178 people named Hirokazu Tanaka came together in Tokyo on Saturday to break the Guinness World Record for largest gathering of people with the same first and last name, breaking a group of Martha Stewarts. That’s fascinating for lots of reasons. Hirokazu Tanaka? I don’t know 1 Martha Stewart (of course, there is the celebrity, but I don’t personally know even one), for people with that name to hold a world record and to have never crossed paths with one seems unlikely in retrospect. Maybe I have and just didn’t know. And, there’s a world record for this?

Most toothpicks in a beard (3,500), most tricks by a pig in one minute (13), longest duration spinning a basketball on a toothbrush (1 min 8 secs). People are very strange. I don’t know why any of these things matter enough to be noteworthy. Do we really need to know how many cans a parrot can open in a minute (35)? More importantly, do we care? How fast can someone burst 3 balloons using just their back (6 secs) or how many t-shirts can someone remove while heading a soccer ball (22)? I don’t think I care, yet here we are, so maybe I do.

Last week, in this space, I wrote about perspective. Is the world actually falling apart or are we looking only for pieces of the sky on the ground? Is today really a worse, more frightening time to live, or are we simply building a case and finding evidence to support that hypothesis? DO we see the world as it is, or as we are?

I pastor a church and teach the Bible. One of the most dangerous paths to travel is to seek and twist verses to match my already held beliefs, instead of discovering what they mean and bringing my ideas to them. (I do recognize it’s mostly impossible to read/teach an unbiased version of anything. Everything is colored by our experiences and filtered through our minds, hearts & souls. It is the height of arrogance to think we have the right answers on everything, untouched by footprints in the snow. It’s like those who think marketing doesn’t affect them. But we can, and must, try to find truth while remaining open to the very real possibility that the opinions we currently hold could, in fact, be wrong.)

#### TASK INSTRUCTIONS:
Please print the part of the piece about world records starting with "Most toothpicks in" and going on through "or as we are?", copied word for word. The records that come next are from a different source than the piece about world records.

#### THE DATA:
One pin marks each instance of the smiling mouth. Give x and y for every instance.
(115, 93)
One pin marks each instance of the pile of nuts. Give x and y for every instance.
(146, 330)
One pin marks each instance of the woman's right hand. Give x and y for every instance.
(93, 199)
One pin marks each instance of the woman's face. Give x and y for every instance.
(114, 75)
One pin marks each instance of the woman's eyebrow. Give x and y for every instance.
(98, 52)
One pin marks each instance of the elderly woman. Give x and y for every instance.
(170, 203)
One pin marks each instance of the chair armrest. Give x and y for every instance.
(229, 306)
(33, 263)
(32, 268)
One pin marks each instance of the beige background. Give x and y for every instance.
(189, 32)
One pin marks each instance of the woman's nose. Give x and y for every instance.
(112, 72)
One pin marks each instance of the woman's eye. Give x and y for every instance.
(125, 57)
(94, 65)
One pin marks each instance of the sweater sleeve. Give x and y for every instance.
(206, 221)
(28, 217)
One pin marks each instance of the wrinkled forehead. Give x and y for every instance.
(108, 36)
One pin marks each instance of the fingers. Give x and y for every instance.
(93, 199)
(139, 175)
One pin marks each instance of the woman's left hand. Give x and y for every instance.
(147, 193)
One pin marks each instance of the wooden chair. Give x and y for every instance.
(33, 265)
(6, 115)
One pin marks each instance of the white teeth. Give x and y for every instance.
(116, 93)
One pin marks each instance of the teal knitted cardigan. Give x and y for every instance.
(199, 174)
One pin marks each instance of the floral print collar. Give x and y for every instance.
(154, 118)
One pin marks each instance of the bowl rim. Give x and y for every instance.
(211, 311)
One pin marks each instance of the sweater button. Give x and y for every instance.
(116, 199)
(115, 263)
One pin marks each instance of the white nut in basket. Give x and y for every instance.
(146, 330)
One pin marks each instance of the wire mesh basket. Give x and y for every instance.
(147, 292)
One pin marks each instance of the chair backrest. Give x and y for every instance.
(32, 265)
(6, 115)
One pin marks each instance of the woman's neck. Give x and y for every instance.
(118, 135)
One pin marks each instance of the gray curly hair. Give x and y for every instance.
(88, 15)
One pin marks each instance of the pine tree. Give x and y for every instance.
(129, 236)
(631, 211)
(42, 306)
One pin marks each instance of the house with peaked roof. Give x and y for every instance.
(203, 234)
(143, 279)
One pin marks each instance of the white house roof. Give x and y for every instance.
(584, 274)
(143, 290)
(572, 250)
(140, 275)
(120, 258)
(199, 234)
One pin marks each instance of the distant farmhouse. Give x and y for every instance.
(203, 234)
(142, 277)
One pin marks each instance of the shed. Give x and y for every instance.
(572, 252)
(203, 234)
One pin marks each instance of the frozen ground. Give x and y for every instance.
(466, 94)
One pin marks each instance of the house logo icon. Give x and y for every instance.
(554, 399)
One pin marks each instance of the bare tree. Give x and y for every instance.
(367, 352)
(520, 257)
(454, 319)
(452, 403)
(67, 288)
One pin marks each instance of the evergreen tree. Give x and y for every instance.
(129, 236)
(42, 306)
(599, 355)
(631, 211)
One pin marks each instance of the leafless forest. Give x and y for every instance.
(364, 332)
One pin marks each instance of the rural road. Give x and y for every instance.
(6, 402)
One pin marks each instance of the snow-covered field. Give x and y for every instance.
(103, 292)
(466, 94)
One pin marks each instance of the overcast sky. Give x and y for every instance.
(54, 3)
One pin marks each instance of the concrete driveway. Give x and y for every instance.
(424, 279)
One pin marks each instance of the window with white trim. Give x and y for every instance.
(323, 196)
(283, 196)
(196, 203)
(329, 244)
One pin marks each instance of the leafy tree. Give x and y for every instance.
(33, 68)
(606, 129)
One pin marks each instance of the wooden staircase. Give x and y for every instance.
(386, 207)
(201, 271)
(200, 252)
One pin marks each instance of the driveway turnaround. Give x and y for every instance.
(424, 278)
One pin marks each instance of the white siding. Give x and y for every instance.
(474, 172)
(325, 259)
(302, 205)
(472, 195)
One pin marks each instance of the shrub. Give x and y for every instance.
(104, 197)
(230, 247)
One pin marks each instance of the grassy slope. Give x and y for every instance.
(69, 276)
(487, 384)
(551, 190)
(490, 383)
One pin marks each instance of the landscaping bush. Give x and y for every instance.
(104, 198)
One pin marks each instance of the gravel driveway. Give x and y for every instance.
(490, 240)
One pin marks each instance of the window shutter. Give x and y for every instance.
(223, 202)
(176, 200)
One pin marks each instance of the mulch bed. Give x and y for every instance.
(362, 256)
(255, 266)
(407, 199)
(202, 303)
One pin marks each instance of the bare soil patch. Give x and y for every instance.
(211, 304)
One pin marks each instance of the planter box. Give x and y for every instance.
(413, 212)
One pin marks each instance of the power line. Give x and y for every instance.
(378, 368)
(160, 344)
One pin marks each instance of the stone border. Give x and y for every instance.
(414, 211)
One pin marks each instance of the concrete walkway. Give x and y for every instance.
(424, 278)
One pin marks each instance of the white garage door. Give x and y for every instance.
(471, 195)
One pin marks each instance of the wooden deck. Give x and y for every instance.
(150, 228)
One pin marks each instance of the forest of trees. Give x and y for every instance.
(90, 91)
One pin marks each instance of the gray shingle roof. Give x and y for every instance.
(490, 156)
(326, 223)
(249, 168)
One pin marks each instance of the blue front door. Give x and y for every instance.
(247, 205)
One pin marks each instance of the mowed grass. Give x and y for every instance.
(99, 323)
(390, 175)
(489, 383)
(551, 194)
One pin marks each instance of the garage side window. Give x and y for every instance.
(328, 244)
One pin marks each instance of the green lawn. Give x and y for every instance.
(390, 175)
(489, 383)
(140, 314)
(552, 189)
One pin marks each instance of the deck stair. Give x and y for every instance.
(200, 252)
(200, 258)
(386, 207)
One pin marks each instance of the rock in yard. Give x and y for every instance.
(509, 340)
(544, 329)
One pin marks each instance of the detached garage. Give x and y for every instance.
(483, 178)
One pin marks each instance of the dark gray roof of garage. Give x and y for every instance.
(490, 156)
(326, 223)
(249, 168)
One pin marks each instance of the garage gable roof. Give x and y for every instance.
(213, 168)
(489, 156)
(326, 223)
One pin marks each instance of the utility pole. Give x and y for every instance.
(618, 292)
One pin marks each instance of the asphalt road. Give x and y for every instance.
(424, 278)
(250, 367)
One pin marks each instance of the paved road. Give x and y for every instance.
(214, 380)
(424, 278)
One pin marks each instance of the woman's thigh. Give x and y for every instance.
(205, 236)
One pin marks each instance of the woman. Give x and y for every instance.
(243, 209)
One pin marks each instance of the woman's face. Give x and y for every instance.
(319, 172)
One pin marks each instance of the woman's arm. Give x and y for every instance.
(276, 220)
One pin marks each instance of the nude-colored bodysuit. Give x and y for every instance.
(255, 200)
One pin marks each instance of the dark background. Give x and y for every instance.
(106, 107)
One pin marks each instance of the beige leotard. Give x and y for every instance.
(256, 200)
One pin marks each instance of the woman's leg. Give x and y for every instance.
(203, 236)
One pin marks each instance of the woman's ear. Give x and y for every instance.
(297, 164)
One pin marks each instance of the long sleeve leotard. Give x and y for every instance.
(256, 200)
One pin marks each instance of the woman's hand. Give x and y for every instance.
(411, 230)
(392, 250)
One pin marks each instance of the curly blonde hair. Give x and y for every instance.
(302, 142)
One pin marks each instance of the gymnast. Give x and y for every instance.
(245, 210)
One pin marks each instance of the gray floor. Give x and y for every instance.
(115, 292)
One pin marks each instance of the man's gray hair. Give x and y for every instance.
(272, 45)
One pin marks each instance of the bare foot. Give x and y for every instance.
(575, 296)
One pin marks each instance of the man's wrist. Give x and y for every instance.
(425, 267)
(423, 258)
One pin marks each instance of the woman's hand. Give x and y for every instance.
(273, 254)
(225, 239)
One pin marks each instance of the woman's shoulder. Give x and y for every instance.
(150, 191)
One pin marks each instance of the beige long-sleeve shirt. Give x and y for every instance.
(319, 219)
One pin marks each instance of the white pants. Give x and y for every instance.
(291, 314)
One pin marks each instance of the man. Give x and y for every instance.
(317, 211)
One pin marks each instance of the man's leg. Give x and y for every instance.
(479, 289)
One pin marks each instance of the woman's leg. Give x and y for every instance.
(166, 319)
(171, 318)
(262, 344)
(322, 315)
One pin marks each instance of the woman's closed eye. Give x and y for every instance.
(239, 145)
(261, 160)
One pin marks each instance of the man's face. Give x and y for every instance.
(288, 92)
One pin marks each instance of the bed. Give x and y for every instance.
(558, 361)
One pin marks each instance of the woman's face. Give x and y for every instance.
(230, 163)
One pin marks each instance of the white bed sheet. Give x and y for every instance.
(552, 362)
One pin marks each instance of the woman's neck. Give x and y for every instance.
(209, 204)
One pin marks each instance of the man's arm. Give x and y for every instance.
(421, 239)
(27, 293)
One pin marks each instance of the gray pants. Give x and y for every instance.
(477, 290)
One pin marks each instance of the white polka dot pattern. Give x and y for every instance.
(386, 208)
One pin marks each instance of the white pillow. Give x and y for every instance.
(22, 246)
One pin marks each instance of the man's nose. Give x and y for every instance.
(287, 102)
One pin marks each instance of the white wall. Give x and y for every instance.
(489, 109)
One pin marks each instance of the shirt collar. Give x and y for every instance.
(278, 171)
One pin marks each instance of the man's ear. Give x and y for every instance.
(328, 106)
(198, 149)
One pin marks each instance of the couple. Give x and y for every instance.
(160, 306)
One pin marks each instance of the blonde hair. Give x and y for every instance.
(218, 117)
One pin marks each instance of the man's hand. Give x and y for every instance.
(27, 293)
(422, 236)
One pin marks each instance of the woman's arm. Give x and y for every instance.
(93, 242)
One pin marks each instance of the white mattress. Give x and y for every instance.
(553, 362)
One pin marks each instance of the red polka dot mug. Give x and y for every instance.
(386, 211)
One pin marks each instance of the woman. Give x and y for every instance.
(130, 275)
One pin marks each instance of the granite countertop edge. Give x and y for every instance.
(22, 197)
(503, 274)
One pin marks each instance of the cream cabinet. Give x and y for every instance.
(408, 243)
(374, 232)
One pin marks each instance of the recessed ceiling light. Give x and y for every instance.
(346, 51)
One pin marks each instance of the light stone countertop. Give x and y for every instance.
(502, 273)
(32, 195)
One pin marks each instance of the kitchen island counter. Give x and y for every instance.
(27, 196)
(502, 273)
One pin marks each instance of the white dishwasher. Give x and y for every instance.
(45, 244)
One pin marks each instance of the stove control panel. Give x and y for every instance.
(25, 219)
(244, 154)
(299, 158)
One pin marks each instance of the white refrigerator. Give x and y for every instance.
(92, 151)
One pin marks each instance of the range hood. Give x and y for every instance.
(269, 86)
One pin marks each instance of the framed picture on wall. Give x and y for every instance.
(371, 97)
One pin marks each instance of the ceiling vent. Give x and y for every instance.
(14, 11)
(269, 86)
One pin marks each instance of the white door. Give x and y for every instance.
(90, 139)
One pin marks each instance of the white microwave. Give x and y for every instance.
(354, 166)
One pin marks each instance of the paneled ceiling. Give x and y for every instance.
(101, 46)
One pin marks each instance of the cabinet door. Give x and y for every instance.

#### EXERCISE SOLUTION:
Most toothpicks in a beard (3,500), most tricks by a pig in one minute (13), longest duration spinning a basketball on a toothbrush (1 min 8 secs). People are very strange. I don’t know why any of these things matter enough to be noteworthy. Do we really need to know how many cans a parrot can open in a minute (35)? More importantly, do we care? How fast can someone burst 3 balloons using just their back (6 secs) or how many t-shirts can someone remove while heading a soccer ball (22)? I don’t think I care, yet here we are, so maybe I do.

Last week, in this space, I wrote about perspective. Is the world actually falling apart or are we looking only for pieces of the sky on the ground? Is today really a worse, more frightening time to live, or are we simply building a case and finding evidence to support that hypothesis? DO we see the world as it is, or as we are?